GIVEN INSTRUCTION:
Write out the full set of records below exactly.

INFORMATION SUPPLIED:

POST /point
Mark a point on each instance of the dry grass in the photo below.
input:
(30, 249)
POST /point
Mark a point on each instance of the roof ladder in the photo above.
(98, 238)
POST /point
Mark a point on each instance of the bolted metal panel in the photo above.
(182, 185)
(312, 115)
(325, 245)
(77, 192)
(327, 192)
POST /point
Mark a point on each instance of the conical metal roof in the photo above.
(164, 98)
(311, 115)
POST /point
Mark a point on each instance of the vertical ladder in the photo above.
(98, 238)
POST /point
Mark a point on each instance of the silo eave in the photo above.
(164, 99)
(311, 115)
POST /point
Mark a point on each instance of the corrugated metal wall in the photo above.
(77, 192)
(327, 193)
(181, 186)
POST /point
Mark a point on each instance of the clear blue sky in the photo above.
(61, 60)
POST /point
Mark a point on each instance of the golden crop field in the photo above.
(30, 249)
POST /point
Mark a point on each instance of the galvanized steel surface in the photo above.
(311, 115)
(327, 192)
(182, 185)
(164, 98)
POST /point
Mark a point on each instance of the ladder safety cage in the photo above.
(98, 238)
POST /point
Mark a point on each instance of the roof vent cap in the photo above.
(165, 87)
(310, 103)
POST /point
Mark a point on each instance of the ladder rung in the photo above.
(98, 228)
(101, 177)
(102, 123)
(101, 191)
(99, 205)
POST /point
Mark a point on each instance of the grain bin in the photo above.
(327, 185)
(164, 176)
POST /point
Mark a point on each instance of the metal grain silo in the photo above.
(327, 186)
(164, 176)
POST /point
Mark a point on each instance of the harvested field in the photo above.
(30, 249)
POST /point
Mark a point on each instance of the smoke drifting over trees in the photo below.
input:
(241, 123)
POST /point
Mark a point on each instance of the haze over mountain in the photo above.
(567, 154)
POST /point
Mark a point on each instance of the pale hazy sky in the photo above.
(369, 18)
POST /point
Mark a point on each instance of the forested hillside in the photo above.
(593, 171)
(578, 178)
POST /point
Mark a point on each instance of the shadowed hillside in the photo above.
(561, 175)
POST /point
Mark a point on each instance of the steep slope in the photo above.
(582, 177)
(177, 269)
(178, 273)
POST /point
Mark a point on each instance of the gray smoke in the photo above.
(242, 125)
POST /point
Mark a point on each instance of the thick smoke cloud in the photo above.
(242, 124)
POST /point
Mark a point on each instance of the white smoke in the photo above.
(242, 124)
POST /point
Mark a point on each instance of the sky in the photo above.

ANSWER TO THE TASK:
POST /point
Mark a point on each instance of the dry grass in the photo below.
input:
(30, 249)
POST /point
Mark a point on each instance of the roof ladder in the photo above.
(98, 238)
POST /point
Mark a point on each instance of the bolted metal panel in the photo above.
(182, 185)
(312, 115)
(325, 245)
(77, 192)
(327, 192)
POST /point
Mark a point on each instance of the conical metal roof in the photo above.
(164, 98)
(311, 115)
POST /point
Mark a point on each instance of the vertical ladder in the photo above.
(98, 238)
POST /point
Mark a point on each instance of the silo eave in the photo above.
(164, 99)
(311, 115)
POST /point
Mark a point on each instance of the corrugated metal wall in the photo above.
(77, 192)
(327, 193)
(181, 186)
POST /point
Mark a point on each instance of the clear blue sky in the photo above.
(61, 60)
POST /point
Mark a point on each instance of the golden crop field in the photo above.
(30, 249)
POST /point
Mark a point on each instance of the galvanized steel surface in the photo above.
(311, 115)
(327, 192)
(182, 185)
(164, 98)
POST /point
Mark a point on each instance of the ladder safety cage in the photo above.
(98, 238)
POST /point
Mark a point on each instance of the roof vent cap in the photo above.
(165, 87)
(310, 103)
POST /point
Mark a point on each instance of the ladder rung in the photo above.
(98, 228)
(101, 177)
(102, 123)
(101, 191)
(99, 205)
POST /point
Mark a point on each instance of the grain bin in the photo above.
(327, 185)
(164, 176)
POST /point
Mark a point on each instance of the metal grain silo in the photo above.
(327, 186)
(164, 176)
POST /point
Mark a point on each instance of the harvested field in the photo above.
(30, 249)
POST /point
Mark a point on each instance of the smoke drifting over trees in the photo below.
input:
(241, 123)
POST /point
Mark a point on each instance of the haze over mountain in the photo above.
(567, 154)
POST /point
Mark a point on each instance of the pale hazy sky in the photo above.
(369, 18)
POST /point
Mark a point on each instance of the forested hillside in the photo above.
(593, 171)
(578, 178)
POST /point
Mark a point on each instance of the shadowed hillside in the photo above.
(561, 175)
POST /point
Mark a point on each instance of the steep slope in the photo above.
(582, 177)
(177, 269)
(178, 273)
POST /point
Mark a point on each instance of the gray smoke in the photo above.
(242, 125)
POST /point
Mark a point on each instance of the thick smoke cloud in the photo above.
(242, 124)
POST /point
Mark a point on each instance of the white smoke in the photo above.
(242, 124)
POST /point
Mark a point on each instance of the sky in the photo above.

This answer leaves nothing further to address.